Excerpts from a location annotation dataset
--- BEGIN ---
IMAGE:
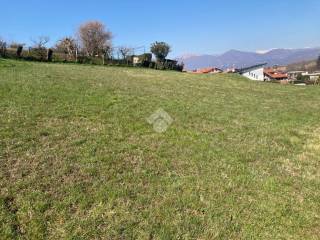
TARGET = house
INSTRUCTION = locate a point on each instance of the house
(270, 74)
(255, 72)
(294, 74)
(312, 76)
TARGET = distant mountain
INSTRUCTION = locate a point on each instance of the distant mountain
(239, 59)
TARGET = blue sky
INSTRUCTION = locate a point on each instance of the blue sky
(189, 26)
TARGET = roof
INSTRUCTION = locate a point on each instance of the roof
(248, 69)
(275, 74)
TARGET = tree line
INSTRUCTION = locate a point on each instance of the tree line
(91, 44)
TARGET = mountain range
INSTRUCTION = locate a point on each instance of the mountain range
(240, 59)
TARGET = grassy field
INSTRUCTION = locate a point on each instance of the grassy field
(241, 159)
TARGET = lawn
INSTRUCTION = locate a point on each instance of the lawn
(79, 160)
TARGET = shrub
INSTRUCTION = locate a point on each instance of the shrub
(49, 55)
(19, 51)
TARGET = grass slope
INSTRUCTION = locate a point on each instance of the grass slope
(79, 160)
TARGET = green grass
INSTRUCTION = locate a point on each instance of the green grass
(80, 161)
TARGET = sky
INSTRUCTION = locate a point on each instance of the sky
(189, 26)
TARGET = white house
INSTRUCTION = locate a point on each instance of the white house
(254, 73)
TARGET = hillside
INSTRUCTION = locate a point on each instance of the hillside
(240, 59)
(309, 66)
(79, 159)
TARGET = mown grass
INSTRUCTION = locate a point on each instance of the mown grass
(80, 161)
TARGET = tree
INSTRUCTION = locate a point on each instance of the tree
(94, 38)
(39, 47)
(124, 52)
(160, 50)
(68, 46)
(3, 48)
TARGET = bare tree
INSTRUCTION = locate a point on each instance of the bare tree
(69, 46)
(39, 47)
(125, 52)
(94, 38)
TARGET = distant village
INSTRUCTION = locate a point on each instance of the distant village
(275, 74)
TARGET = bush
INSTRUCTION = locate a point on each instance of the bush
(49, 55)
(19, 51)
--- END ---
| SET PROBLEM |
Output every line above as a JSON list of strings, one string per line, skipping blank lines and leaving out the pictures.

| COMPLETE OUTPUT |
[
  "IMAGE:",
  "TARGET = house",
  "INSTRUCTION = locate a point on each instance of the house",
  "(270, 74)",
  "(255, 72)",
  "(294, 74)",
  "(312, 76)",
  "TARGET = distant mountain",
  "INSTRUCTION = locate a point on each instance of the distant mountain",
  "(239, 59)",
  "TARGET = blue sky",
  "INSTRUCTION = locate a point on each instance of the blue sky",
  "(189, 26)",
  "TARGET = roof",
  "INSTRUCTION = locate a point on each instance of the roof",
  "(248, 69)",
  "(275, 74)",
  "TARGET = tree line",
  "INSTRUCTION = locate a point on each instance of the tree line",
  "(91, 44)",
  "TARGET = mountain range",
  "INSTRUCTION = locate a point on each instance of the mountain range",
  "(240, 59)",
  "TARGET = grassy field",
  "INSTRUCTION = locate a point on each instance of the grassy field",
  "(241, 159)",
  "TARGET = lawn",
  "INSTRUCTION = locate a point on each instance of the lawn",
  "(79, 160)",
  "TARGET = shrub",
  "INSTRUCTION = locate a point on each instance of the shrub",
  "(49, 55)",
  "(19, 51)",
  "TARGET = grass slope",
  "INSTRUCTION = locate a point on each instance of the grass slope",
  "(79, 160)",
  "TARGET = green grass",
  "INSTRUCTION = locate a point on each instance of the green grass",
  "(80, 161)",
  "TARGET = sky",
  "INSTRUCTION = locate a point on each instance of the sky",
  "(189, 26)",
  "TARGET = white house",
  "INSTRUCTION = locate a point on each instance of the white house",
  "(254, 73)",
  "TARGET = hillside",
  "INSTRUCTION = locate a point on each instance of the hillside",
  "(240, 59)",
  "(309, 66)",
  "(79, 159)",
  "TARGET = mown grass",
  "INSTRUCTION = locate a point on each instance of the mown grass",
  "(80, 161)",
  "TARGET = tree",
  "INSTRUCTION = locate a point on each instance of the tree",
  "(94, 38)",
  "(39, 47)",
  "(124, 52)",
  "(160, 50)",
  "(68, 46)",
  "(3, 48)",
  "TARGET = bare tree",
  "INSTRUCTION = locate a point on each instance of the bare tree",
  "(69, 46)",
  "(39, 47)",
  "(125, 52)",
  "(94, 38)",
  "TARGET = distant village",
  "INSTRUCTION = locate a point on each instance of the distant village",
  "(275, 74)",
  "TARGET = bush",
  "INSTRUCTION = locate a point on each instance of the bush",
  "(49, 55)",
  "(19, 51)"
]